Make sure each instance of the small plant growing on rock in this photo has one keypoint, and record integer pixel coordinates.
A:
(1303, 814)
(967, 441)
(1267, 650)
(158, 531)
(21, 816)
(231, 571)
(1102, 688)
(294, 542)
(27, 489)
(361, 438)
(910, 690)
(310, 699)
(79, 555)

::::

— Problem to work on —
Could you give every entry again, exactly as written?

— Solution —
Make sure each instance of the small plant growing on rock in this photo has one keypoint, and record integer pixel coordinates.
A:
(1303, 814)
(967, 441)
(1267, 650)
(158, 531)
(21, 816)
(231, 571)
(1102, 688)
(294, 542)
(27, 489)
(361, 438)
(910, 690)
(310, 699)
(79, 555)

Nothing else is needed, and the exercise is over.